*SHORT EXERCISE 1:* According to the bank merger passage, what total deposits did PB Bankshares report at June 30, 2025?
*SHORT EXERCISE 2:* From the bank merger passage, return the portion starting with "Presence Bank is a stock" and going on through "of its customers.".
*SHORT EXERCISE 3:* Extend the passage on the Wayne Bank and Presence Bank merger beyond its final sentence.

*READING PASSAGE:*

On July 7, 2025, the Company and its wholly owned subsidiary, Wayne Bank, and PB Bankshares, Inc. (“PB Bankshares”), and its wholly owned subsidiary, Presence Bank, entered into an Agreement and Plan of Merger (the “Merger Agreement”) pursuant to which PB Bankshares will merge with and into the Company, with the Company as the surviving corporation. Concurrent with the merger, it is expected that Presence Bank will merge with and into Wayne Bank.
PB Bankshares’ common stock is traded on the Nasdaq Capital Market under the trading symbol PBBK. At June 30, 2025, PB Bankshares had total consolidated assets of $464.1 million, total deposits of $363.4 million and total stockholders’ equity of $50.3 million.
Presence Bank is a stock savings bank organized under the laws of the Commonwealth of Pennsylvania and is subject to comprehensive regulation and examination by the FDIC and the Pennsylvania Department of Banking and Securities. Presence Bank operates from four offices and two loan production offices in Chester, Lancaster and Dauphin Counties, Pennsylvania. Presence Bank’s primary market area for deposits includes the communities in which it maintains banking office locations, while its primary lending market area is broader and includes customers in Lebanon, Dauphin and Cumberland Counties in Pennsylvania. Presence Bank is a community-oriented bank offering a variety of financial products and services to meet the needs of its customers.

*ENTRIES PROVIDED:*
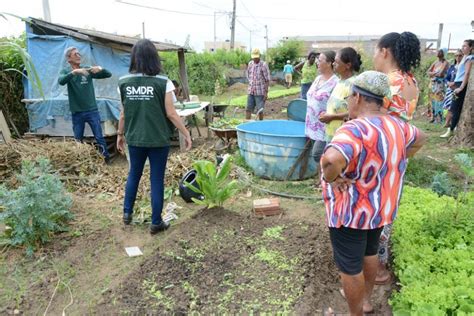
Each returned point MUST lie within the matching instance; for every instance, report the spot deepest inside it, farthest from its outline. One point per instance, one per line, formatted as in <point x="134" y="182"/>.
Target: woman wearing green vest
<point x="308" y="72"/>
<point x="146" y="124"/>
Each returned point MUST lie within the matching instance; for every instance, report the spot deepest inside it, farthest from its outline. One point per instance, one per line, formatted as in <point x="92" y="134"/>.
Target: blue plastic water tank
<point x="271" y="148"/>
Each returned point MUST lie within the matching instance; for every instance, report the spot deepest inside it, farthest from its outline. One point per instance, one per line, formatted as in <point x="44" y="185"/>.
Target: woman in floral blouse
<point x="318" y="95"/>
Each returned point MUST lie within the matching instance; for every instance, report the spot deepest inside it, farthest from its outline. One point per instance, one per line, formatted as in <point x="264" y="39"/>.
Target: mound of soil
<point x="223" y="262"/>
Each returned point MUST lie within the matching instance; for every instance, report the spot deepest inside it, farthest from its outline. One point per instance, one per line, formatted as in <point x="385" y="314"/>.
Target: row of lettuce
<point x="433" y="248"/>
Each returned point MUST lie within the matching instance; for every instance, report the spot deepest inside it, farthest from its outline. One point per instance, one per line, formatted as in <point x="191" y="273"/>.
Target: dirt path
<point x="217" y="261"/>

*TASK RESPONSE 1:* $363.4 million

*TASK RESPONSE 2:*
Presence Bank is a stock savings bank organized under the laws of the Commonwealth of Pennsylvania and is subject to comprehensive regulation and examination by the FDIC and the Pennsylvania Department of Banking and Securities. Presence Bank operates from four offices and two loan production offices in Chester, Lancaster and Dauphin Counties, Pennsylvania. Presence Bank’s primary market area for deposits includes the communities in which it maintains banking office locations, while its primary lending market area is broader and includes customers in Lebanon, Dauphin and Cumberland Counties in Pennsylvania. Presence Bank is a community-oriented bank offering a variety of financial products and services to meet the needs of its customers.

*TASK RESPONSE 3:*
Pursuant to the terms of the Merger Agreement, shareholders of PB Bankshares will have the opportunity to elect to receive for each share of PB Bankshares common stock they own, either 0.7850 shares of the Company’s common stock or $19.75 in cash. All shareholder elections will be subject to the allocation and proration procedures set forth in the Merger Agreement which are intended to ensure that 80% of the shares of PB Bankshares will be exchanged for the Company’s common stock and 20% of the shares of PB Bankshares will be exchanged for cash. In the event of a greater than 20% decline in market value of the Company’s common stock and such decline is more than 20% of a decline in the market as measured by an index, PB Bankshares may, in certain circumstances, be able to terminate the Merger Agreement unless the Company increases the number of shares into which PB Bankshares common stock may be converted.
The senior management of the Company and Wayne Bank will remain the same following the merger. Following completion of the merger, Janak M. Amin, President and CEO of PB Bankshares and Presence Bank, will be appointed as Chief Operating Officer of the Company and Wayne Bank. Concurrently with the entering into of the Merger Agreement, the Company entered into an employment agreement and a non-compete and non-solicitation agreement with Mr. Amin, such agreements to be effective upon completion of the Merger. The Company may enter into additional employment agreements and non-compete and non-solicitation agreements with other executive officers of PB Bankshares, to be effective upon completion of the Merger.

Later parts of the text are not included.